[Begin INPUT RECORDS]

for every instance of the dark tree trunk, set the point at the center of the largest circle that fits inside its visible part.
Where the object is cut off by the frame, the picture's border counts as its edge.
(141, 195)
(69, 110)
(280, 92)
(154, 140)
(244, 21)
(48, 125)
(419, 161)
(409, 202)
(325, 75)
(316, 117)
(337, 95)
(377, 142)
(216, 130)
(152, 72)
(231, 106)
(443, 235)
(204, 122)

[End INPUT RECORDS]

=== EXERCISE DIRECTIONS ===
In the records above, locate every line that contains the word "dark" and copy each such line in full. Case matters.

=== ANSWER TO THIS TASK ===
for every instance of the dark tree trunk, set the point at the center of the largest circle that fits inside its visible part.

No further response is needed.